> [What is being asked] Copy out the part of the records below that opens with the line containing "Pinpoint the edge" and closes with the line containing "xmin=734 ymin=448 xmax=800 ymax=665", keeping both of those lines.

-- BEGIN Input records --

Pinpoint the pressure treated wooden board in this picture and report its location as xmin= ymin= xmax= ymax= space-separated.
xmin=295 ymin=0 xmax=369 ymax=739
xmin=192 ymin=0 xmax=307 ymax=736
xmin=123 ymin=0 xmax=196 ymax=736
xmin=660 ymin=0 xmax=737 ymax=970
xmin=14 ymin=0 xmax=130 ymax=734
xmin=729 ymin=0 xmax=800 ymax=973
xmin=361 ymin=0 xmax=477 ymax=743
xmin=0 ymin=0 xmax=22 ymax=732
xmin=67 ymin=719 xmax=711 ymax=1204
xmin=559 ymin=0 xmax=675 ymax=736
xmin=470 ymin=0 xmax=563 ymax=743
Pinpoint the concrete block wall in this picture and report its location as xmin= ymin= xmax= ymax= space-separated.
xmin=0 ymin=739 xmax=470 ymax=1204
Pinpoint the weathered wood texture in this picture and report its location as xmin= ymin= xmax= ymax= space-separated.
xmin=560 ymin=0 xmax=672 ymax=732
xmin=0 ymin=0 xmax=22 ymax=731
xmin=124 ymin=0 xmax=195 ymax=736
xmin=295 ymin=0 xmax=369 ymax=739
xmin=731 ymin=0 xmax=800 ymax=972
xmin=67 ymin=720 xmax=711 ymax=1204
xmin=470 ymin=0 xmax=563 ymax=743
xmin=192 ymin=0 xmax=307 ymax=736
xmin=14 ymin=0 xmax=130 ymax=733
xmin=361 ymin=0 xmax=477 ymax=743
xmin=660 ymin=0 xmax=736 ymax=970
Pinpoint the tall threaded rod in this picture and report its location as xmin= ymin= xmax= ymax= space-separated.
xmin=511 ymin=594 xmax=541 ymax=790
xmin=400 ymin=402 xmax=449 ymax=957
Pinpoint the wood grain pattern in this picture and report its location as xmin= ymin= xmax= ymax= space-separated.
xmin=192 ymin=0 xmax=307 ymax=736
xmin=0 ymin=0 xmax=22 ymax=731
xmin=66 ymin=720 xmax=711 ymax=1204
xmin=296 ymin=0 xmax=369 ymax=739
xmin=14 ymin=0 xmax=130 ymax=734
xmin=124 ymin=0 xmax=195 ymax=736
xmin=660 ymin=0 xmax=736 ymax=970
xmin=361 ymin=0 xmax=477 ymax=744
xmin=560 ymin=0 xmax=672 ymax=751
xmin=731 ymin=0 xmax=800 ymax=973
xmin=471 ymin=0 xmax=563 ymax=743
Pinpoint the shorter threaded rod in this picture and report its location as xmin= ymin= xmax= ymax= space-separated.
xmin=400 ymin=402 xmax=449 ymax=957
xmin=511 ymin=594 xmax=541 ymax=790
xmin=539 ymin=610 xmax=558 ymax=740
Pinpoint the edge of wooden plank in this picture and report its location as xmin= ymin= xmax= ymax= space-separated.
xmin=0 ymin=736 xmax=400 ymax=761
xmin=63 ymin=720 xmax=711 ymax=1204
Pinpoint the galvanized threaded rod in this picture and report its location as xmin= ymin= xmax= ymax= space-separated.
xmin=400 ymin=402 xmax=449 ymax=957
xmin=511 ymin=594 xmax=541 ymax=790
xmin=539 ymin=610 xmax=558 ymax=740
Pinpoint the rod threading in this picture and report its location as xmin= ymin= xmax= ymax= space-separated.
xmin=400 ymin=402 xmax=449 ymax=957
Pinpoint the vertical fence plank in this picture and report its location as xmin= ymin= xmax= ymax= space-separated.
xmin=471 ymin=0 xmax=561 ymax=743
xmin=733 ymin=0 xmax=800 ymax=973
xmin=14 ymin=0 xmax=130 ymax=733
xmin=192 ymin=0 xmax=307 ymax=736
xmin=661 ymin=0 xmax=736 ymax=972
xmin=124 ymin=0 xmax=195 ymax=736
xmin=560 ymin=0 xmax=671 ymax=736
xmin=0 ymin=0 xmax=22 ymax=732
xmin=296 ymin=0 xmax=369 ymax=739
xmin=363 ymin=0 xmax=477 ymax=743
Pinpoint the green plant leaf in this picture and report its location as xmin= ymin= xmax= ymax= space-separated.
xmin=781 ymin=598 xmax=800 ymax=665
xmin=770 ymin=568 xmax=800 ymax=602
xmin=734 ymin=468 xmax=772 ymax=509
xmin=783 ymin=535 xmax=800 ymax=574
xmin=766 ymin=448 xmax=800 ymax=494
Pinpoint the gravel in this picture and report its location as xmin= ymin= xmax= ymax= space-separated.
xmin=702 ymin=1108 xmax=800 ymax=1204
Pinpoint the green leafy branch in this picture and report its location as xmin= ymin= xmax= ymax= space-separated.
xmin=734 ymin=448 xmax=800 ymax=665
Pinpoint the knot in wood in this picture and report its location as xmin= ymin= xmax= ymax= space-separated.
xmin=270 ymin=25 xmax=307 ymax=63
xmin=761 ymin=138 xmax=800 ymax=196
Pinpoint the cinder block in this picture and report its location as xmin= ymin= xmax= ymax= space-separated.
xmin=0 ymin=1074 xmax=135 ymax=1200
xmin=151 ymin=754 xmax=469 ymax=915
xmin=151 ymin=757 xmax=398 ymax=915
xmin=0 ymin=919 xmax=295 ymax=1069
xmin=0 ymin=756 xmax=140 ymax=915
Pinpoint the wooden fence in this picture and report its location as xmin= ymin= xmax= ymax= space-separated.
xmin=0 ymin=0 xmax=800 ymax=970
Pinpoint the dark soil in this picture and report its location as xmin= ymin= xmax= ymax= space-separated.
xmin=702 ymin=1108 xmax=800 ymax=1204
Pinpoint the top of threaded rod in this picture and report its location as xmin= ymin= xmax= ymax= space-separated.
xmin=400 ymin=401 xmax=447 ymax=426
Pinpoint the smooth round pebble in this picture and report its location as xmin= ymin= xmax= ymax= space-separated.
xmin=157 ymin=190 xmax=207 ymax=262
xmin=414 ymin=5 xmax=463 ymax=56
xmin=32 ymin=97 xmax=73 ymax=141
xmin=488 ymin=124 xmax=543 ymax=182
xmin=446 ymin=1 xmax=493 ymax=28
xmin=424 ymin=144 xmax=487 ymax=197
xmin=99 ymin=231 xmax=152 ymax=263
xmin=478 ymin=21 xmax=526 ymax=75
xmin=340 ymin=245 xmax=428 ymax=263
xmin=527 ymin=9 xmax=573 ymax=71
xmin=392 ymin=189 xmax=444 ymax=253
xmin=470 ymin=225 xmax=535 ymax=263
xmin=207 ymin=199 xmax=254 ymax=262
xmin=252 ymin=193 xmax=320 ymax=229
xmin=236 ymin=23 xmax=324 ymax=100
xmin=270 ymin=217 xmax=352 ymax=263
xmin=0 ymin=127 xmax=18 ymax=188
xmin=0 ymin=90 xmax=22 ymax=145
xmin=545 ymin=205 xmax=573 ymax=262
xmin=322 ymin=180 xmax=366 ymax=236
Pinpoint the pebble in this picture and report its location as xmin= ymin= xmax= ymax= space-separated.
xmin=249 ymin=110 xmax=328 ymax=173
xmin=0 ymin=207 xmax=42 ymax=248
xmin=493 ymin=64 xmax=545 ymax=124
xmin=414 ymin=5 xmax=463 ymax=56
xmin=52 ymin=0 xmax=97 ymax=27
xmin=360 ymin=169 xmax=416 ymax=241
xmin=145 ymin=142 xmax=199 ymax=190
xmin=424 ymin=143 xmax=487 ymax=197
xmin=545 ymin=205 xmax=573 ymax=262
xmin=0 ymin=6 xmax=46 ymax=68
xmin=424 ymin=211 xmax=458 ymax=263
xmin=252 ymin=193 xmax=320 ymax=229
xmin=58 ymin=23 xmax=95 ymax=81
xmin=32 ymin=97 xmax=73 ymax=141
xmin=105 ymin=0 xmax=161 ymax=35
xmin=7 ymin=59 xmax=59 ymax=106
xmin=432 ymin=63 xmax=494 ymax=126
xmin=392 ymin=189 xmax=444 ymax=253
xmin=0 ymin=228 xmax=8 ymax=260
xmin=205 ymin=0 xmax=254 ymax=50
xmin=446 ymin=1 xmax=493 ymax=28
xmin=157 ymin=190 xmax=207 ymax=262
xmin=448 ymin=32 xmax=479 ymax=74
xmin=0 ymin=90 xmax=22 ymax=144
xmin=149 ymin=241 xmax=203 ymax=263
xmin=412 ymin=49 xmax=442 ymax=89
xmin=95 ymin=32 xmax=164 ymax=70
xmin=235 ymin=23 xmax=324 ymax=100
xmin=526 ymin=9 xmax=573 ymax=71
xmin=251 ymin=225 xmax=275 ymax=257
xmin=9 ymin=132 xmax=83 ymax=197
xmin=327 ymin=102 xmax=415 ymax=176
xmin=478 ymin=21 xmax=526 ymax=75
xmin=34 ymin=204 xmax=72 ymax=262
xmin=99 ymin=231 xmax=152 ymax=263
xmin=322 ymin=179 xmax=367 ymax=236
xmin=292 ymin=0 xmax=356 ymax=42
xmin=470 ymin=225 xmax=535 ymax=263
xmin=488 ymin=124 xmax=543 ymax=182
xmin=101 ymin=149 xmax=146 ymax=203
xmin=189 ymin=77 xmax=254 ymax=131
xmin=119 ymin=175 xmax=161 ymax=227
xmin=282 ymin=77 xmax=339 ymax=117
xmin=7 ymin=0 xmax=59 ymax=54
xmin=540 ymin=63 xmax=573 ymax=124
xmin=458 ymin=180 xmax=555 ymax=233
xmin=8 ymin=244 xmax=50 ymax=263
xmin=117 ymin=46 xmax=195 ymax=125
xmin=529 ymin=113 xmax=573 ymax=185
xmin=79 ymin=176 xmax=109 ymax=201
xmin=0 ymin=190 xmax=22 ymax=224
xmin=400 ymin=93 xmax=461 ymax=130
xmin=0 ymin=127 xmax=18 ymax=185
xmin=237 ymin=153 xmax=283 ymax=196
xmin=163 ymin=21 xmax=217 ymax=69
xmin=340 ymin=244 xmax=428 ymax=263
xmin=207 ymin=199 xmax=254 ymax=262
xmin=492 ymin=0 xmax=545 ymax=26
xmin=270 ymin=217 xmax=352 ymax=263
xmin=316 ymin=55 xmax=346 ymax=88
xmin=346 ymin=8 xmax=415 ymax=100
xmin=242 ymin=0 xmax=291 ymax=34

-- END Input records --

> [Worked solution]
Pinpoint the edge of wooden plank in this picture and report its location as xmin= ymin= xmax= ymax= space-separated.
xmin=0 ymin=736 xmax=400 ymax=761
xmin=63 ymin=720 xmax=711 ymax=1204
Pinpoint the galvanized threaded rod in this picture and report its location as xmin= ymin= xmax= ymax= space-separated.
xmin=400 ymin=402 xmax=449 ymax=957
xmin=511 ymin=594 xmax=541 ymax=790
xmin=539 ymin=610 xmax=558 ymax=740
Pinpoint the rod threading in this picture and report its location as xmin= ymin= xmax= ymax= space-separated.
xmin=400 ymin=402 xmax=449 ymax=957
Pinpoint the vertical fence plank in this picture and report its location as xmin= ymin= xmax= ymax= space-separated.
xmin=471 ymin=0 xmax=561 ymax=743
xmin=733 ymin=0 xmax=800 ymax=973
xmin=14 ymin=0 xmax=130 ymax=733
xmin=192 ymin=0 xmax=307 ymax=736
xmin=661 ymin=0 xmax=736 ymax=972
xmin=124 ymin=0 xmax=195 ymax=736
xmin=560 ymin=0 xmax=671 ymax=736
xmin=0 ymin=0 xmax=22 ymax=732
xmin=296 ymin=0 xmax=369 ymax=739
xmin=363 ymin=0 xmax=477 ymax=743
Pinpoint the green plant leaf in this picture and report its location as xmin= ymin= xmax= ymax= space-separated.
xmin=781 ymin=598 xmax=800 ymax=665
xmin=770 ymin=568 xmax=800 ymax=602
xmin=734 ymin=468 xmax=772 ymax=509
xmin=783 ymin=535 xmax=800 ymax=574
xmin=766 ymin=448 xmax=800 ymax=494
Pinpoint the gravel in this picture and report its location as xmin= ymin= xmax= ymax= space-separated.
xmin=702 ymin=1108 xmax=800 ymax=1204
Pinpoint the green leafy branch in this picture and report its location as xmin= ymin= xmax= ymax= space-separated.
xmin=734 ymin=448 xmax=800 ymax=665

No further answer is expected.